**TEXTO DE ESTUDO**

O escritor deve o gosto
de ler ao pai e o prazer de escrever ao seu professor de português porque só se
pode ser grande escritor se for grande leitor e “a nossa vida é um livro que
vamos e vão-nos folheando”.
Nesse sentido, a actual
crise económica e financeira “é a mais fácil de resolver. Já tivemos crises
piores mas agora vivemos na era da informática e a maior crise é outra:
“aceleramos o tempo e contraímos o espaço”.
“Ficamos sem tempo para o
fundamental: alimentar a relação afectiva com os outros; não há tempo para a
família, para o amor, para um abraço, para os beijos e quando queremos esse
tempo, já passou” – sublinhou o orador, arrancando palmas às centenas de
pessoas presentes.
“MERKEL É MAIS
POBRE QUE EU…”

**O QUE FAZER**
Copie o texto de estudo na íntegra, sem mudar nada.

**LINHAS DE DADOS**
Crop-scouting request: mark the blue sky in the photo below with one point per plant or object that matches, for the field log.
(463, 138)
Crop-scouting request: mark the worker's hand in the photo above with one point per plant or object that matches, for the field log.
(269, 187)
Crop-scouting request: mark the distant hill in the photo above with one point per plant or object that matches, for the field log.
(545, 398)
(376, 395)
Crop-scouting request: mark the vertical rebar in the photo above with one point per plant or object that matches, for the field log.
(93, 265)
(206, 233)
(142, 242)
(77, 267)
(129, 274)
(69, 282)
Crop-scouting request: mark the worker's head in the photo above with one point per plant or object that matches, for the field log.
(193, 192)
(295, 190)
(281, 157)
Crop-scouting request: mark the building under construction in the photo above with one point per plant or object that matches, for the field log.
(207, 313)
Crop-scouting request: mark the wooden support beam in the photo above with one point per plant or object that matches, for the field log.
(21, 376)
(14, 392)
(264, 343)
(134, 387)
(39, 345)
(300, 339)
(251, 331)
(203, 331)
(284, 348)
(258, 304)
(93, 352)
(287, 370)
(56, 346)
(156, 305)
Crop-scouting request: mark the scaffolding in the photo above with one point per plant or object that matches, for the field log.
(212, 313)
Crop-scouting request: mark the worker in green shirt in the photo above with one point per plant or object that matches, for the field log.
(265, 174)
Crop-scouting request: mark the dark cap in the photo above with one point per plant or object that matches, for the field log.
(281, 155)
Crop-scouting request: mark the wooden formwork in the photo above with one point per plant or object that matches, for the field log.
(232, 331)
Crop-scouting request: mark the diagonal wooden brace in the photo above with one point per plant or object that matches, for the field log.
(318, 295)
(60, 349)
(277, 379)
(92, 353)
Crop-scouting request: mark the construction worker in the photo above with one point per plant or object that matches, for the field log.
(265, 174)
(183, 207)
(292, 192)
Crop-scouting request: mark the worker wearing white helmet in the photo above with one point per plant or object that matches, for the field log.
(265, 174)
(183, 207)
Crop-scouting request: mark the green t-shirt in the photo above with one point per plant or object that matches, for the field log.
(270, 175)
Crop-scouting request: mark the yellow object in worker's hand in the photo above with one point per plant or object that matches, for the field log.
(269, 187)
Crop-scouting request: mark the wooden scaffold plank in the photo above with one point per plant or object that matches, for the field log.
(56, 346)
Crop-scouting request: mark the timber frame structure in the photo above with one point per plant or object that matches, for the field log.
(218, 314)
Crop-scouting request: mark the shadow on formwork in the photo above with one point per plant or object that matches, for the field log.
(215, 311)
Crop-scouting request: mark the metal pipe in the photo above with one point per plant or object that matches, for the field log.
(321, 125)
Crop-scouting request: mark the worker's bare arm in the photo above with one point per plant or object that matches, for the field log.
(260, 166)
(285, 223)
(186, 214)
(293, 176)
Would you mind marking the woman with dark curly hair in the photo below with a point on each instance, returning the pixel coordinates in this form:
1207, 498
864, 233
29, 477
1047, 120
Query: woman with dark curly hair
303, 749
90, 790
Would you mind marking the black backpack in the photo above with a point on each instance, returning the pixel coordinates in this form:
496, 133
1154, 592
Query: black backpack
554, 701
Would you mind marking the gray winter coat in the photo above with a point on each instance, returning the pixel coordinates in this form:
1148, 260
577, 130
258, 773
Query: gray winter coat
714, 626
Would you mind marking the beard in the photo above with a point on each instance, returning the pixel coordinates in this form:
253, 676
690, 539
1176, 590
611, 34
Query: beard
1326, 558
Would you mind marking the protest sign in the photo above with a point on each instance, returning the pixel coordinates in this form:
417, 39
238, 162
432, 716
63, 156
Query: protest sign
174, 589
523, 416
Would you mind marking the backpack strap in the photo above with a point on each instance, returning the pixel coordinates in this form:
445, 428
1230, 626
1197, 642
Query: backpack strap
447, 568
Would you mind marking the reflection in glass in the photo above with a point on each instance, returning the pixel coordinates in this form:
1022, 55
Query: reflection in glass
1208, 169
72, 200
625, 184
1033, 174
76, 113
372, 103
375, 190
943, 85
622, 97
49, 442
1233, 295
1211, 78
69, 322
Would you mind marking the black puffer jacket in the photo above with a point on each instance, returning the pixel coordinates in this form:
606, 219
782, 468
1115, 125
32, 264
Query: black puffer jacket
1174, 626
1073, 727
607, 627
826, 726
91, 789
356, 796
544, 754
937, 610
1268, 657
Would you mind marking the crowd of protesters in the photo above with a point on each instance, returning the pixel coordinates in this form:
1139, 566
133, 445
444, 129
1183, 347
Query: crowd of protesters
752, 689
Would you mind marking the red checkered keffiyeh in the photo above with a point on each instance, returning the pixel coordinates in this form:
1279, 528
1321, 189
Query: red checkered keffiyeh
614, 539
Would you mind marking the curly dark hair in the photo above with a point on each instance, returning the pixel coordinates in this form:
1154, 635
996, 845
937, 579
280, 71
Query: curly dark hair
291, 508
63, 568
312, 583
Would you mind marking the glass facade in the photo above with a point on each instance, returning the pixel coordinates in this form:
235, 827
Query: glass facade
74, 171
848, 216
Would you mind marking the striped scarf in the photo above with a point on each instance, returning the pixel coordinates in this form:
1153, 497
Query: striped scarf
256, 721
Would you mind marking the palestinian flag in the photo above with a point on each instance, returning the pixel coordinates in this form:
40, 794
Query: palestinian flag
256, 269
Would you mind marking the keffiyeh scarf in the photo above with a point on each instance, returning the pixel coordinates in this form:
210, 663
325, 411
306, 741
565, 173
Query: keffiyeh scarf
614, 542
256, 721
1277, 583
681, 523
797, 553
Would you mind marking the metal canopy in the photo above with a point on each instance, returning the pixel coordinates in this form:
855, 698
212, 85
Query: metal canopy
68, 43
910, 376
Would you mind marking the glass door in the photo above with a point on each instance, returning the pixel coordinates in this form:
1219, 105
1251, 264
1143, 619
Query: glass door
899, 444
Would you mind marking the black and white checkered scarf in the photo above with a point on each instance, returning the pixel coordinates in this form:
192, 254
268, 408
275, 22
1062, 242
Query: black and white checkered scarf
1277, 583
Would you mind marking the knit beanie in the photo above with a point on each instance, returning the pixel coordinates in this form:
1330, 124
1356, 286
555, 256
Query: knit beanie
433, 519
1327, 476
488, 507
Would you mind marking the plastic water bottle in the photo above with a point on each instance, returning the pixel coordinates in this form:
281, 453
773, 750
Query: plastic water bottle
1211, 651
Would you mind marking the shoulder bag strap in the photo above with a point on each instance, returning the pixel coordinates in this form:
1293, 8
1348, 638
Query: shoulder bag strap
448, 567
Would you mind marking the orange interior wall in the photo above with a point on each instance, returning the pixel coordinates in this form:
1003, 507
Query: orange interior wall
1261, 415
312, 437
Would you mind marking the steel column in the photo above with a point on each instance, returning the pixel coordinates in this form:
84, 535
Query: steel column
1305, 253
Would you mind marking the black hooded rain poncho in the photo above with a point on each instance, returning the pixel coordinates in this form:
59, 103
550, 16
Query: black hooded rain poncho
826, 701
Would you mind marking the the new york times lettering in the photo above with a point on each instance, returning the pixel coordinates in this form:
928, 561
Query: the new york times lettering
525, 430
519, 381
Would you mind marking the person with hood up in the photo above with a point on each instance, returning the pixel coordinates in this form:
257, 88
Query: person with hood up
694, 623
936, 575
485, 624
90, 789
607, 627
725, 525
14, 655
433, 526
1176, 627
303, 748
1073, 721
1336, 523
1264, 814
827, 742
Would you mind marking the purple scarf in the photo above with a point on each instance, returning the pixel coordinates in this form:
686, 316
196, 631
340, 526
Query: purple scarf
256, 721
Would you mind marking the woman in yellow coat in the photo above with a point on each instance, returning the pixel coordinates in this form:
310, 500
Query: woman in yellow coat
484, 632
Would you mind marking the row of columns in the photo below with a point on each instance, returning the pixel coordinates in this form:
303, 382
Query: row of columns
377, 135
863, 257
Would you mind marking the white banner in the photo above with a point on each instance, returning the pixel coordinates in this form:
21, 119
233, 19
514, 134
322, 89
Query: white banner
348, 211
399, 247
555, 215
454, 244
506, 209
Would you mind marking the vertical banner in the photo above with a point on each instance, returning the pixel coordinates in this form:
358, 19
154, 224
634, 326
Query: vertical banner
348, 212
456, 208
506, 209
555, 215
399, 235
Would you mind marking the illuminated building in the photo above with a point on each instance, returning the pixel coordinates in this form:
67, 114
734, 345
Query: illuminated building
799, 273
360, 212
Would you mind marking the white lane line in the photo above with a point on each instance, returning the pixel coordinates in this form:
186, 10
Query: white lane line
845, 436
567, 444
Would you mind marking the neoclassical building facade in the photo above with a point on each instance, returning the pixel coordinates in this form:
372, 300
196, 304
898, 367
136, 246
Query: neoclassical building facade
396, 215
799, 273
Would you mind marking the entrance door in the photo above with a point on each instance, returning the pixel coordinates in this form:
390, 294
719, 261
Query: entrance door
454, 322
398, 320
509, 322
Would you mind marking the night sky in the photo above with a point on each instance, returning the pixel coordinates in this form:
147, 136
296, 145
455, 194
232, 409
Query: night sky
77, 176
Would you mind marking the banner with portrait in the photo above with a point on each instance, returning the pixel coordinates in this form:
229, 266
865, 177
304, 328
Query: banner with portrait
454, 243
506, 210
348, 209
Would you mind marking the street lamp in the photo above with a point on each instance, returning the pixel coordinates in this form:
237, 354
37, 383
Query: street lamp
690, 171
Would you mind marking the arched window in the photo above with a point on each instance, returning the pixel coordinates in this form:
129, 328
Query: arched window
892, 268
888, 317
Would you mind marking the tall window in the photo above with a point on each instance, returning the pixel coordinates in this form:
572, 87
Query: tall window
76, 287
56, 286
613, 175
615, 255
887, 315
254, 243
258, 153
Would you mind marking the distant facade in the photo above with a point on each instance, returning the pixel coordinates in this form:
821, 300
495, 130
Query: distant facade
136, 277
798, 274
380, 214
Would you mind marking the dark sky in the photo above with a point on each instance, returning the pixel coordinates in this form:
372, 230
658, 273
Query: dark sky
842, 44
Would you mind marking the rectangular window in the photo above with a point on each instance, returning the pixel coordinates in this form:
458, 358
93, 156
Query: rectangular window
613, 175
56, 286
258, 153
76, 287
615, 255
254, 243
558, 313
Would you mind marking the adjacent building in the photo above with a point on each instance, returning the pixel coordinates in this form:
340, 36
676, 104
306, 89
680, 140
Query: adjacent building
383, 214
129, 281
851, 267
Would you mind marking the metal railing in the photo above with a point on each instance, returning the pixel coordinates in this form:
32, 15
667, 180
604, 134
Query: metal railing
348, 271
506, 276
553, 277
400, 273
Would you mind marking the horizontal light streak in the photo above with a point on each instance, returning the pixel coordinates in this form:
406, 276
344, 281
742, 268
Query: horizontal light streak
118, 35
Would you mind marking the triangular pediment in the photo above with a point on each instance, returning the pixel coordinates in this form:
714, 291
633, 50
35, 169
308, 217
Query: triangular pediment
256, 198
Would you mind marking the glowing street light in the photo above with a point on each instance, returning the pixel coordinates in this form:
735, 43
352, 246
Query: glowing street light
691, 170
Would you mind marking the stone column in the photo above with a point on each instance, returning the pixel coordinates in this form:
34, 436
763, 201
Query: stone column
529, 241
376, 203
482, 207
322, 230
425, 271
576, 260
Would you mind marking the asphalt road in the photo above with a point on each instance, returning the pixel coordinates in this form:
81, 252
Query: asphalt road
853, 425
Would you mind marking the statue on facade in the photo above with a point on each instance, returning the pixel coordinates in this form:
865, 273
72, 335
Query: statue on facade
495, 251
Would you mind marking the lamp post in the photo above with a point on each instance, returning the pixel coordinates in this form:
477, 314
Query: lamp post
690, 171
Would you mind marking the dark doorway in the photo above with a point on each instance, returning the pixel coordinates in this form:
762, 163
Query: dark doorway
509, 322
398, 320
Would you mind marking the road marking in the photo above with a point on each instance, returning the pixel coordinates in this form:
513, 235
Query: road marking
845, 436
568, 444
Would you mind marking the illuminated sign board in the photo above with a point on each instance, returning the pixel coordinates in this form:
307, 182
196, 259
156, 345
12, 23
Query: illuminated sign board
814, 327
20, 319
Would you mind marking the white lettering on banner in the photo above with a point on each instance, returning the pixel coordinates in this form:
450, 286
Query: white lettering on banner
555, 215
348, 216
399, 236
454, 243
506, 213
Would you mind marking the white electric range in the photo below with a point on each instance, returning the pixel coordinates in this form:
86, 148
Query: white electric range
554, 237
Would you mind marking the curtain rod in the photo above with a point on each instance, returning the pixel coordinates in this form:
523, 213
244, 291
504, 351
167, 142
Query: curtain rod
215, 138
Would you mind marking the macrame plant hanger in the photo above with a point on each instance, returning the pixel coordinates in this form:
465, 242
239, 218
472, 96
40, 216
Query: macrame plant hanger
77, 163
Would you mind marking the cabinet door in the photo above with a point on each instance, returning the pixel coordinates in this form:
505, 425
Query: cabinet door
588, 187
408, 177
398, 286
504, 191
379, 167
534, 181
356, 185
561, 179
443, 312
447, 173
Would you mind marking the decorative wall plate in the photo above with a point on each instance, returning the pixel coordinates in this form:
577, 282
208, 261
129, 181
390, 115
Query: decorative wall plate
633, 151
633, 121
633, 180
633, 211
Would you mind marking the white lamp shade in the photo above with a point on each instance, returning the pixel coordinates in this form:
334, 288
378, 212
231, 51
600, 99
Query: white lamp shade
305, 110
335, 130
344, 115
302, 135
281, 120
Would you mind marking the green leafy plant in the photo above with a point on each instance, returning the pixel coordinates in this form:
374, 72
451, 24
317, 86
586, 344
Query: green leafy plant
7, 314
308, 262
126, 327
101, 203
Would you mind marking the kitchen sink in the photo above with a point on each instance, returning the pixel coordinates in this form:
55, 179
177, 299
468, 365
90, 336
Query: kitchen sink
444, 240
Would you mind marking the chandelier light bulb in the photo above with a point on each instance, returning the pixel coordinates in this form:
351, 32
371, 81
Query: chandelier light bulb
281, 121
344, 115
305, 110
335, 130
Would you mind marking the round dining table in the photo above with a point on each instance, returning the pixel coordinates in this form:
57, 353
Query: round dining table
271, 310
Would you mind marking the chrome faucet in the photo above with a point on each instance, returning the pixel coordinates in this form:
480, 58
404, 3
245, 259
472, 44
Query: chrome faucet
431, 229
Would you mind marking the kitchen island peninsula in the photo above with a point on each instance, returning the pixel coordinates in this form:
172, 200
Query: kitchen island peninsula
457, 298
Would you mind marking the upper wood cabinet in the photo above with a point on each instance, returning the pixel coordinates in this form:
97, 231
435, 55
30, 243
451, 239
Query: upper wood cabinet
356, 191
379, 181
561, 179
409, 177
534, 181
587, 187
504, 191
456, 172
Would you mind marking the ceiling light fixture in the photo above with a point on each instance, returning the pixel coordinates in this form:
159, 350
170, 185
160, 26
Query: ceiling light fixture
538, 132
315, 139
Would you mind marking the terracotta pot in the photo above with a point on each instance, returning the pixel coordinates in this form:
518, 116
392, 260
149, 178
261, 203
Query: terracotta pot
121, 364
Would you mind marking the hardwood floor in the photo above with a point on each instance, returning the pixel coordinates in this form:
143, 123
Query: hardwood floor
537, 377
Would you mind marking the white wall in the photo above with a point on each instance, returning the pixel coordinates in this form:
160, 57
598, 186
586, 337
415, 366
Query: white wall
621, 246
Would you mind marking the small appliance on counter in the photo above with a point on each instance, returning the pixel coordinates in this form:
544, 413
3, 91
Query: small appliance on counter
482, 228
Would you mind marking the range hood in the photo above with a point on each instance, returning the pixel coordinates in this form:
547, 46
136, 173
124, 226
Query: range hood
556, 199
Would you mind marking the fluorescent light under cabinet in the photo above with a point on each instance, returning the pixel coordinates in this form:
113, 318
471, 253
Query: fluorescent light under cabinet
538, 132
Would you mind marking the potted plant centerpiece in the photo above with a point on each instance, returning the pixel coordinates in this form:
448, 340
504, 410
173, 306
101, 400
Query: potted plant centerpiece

**RESULTADO DO EXERCÍCIO**
O escritor deve o gosto
de ler ao pai e o prazer de escrever ao seu professor de português porque só se
pode ser grande escritor se for grande leitor e “a nossa vida é um livro que
vamos e vão-nos folheando”.
Nesse sentido, a actual
crise económica e financeira “é a mais fácil de resolver. Já tivemos crises
piores mas agora vivemos na era da informática e a maior crise é outra:
“aceleramos o tempo e contraímos o espaço”.
“Ficamos sem tempo para o
fundamental: alimentar a relação afectiva com os outros; não há tempo para a
família, para o amor, para um abraço, para os beijos e quando queremos esse
tempo, já passou” – sublinhou o orador, arrancando palmas às centenas de
pessoas presentes.
“MERKEL É MAIS
POBRE QUE EU…”